* _CHALLENGE_
Return every line below that contains the word "bare", copying each one unchanged.

* _DATA FOR THIS EXERCISE_
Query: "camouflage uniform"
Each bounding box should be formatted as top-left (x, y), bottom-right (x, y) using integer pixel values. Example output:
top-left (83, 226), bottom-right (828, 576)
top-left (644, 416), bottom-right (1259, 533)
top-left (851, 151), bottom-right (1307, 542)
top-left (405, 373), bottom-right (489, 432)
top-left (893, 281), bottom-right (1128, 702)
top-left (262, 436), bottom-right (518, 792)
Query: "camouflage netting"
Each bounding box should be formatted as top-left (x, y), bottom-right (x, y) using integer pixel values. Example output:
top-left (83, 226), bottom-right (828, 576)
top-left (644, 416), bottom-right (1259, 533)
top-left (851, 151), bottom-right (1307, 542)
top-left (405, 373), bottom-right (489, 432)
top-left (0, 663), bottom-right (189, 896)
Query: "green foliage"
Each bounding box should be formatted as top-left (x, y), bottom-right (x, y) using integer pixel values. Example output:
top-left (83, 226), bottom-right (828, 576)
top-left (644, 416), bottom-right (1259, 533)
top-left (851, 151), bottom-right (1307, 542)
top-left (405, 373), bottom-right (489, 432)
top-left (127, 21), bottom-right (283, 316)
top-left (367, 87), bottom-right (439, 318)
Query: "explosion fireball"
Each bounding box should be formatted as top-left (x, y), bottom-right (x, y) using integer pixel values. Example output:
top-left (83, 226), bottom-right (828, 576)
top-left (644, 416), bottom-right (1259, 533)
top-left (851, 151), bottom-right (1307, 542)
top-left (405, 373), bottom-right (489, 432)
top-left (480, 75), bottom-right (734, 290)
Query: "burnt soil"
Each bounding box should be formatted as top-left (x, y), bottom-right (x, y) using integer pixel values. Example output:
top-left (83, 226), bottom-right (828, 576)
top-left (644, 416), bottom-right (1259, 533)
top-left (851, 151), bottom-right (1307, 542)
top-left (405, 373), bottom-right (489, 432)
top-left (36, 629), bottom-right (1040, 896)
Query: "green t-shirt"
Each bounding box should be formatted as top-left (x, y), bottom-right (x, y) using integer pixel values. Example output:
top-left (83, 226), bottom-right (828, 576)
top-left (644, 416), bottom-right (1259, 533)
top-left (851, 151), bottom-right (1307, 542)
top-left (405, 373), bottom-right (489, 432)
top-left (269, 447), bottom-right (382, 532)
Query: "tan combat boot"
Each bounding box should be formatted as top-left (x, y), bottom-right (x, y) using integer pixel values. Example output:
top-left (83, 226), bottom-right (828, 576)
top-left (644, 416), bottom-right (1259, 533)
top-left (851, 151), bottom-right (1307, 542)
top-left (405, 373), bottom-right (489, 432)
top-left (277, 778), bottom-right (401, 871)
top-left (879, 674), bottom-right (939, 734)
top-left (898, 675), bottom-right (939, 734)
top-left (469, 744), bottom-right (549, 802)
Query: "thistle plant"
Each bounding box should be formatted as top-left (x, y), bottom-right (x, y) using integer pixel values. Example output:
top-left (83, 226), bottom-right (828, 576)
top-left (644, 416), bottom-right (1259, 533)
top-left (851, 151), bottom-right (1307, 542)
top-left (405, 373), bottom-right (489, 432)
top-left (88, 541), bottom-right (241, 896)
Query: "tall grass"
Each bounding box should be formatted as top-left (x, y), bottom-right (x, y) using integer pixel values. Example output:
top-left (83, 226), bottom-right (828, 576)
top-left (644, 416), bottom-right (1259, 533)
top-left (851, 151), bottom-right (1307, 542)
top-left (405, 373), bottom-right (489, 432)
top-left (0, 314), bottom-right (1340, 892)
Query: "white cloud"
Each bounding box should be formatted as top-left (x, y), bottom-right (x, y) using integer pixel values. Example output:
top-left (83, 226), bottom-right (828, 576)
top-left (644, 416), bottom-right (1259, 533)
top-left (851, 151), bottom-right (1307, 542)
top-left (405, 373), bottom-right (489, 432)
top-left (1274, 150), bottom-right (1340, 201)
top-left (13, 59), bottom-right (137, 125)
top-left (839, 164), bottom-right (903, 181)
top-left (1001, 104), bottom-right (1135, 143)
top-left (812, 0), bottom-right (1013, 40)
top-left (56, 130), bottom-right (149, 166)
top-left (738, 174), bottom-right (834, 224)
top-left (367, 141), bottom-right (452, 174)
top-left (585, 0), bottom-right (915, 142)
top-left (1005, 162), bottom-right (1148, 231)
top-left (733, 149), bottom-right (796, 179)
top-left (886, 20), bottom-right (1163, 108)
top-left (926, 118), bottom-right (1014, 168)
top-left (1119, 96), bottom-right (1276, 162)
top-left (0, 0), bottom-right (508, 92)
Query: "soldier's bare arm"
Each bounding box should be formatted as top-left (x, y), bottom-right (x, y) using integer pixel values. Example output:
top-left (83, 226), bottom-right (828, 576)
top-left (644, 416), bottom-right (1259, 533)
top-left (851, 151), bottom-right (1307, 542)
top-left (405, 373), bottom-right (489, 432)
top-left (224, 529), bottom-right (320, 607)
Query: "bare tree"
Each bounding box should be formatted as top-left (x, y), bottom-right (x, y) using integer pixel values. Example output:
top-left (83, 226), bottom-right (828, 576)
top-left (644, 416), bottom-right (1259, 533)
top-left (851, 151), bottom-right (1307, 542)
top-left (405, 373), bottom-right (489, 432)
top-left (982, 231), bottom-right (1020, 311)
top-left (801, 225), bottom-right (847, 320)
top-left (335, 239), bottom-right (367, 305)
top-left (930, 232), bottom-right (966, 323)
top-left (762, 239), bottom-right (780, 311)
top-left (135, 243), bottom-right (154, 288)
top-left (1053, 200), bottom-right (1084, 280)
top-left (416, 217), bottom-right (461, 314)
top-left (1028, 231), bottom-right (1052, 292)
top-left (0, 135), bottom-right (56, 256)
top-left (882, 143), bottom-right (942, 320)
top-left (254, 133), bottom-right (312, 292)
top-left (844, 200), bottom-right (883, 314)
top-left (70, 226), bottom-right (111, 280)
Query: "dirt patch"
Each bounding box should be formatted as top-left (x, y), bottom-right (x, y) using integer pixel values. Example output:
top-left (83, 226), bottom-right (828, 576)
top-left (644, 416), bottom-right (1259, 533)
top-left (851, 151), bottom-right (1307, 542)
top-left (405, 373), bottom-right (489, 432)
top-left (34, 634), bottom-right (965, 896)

...

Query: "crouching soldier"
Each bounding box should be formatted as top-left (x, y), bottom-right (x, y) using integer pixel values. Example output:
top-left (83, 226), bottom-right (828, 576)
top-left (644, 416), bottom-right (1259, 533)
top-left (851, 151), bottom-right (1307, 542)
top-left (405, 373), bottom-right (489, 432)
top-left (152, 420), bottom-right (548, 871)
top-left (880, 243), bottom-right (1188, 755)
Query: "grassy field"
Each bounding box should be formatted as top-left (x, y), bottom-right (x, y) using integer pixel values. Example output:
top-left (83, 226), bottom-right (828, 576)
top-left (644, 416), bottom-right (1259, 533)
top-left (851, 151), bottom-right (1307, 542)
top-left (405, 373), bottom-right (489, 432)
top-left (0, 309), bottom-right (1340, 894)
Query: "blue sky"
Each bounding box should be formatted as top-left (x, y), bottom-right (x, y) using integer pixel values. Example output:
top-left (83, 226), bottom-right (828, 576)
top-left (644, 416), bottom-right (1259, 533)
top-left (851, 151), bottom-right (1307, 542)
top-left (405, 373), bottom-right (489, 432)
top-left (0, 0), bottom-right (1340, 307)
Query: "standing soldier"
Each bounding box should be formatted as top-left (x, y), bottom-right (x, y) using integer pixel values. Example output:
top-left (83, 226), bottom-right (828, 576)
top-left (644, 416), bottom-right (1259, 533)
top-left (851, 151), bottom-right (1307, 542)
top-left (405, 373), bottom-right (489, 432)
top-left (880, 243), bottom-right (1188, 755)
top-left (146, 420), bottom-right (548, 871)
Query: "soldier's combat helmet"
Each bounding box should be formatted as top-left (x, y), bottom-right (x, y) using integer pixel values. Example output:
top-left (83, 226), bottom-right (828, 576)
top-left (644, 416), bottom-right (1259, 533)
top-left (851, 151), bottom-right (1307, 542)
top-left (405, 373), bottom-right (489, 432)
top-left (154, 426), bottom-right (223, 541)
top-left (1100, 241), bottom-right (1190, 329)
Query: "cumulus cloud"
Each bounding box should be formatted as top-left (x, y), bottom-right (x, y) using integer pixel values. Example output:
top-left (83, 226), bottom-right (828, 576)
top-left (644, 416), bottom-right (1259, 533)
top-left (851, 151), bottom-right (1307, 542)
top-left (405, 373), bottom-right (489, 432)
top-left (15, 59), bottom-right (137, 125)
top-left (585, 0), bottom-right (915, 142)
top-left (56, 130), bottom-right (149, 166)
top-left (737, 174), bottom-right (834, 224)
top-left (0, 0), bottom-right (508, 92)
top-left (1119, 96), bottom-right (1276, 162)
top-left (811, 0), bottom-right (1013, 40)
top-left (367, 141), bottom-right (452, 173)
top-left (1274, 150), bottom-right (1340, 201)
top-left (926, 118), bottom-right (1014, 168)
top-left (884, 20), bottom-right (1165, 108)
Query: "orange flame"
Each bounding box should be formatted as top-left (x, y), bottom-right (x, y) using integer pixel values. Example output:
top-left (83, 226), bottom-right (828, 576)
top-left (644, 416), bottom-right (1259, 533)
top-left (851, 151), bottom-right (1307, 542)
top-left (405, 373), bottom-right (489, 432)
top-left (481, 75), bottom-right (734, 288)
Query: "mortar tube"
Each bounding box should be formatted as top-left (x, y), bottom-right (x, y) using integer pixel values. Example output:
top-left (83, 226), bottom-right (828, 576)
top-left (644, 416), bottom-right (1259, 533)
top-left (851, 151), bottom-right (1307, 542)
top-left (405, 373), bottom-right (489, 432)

* _ANSWER TO THE EXERCISE_
Query: "soldier's bare arm"
Query: "bare tree"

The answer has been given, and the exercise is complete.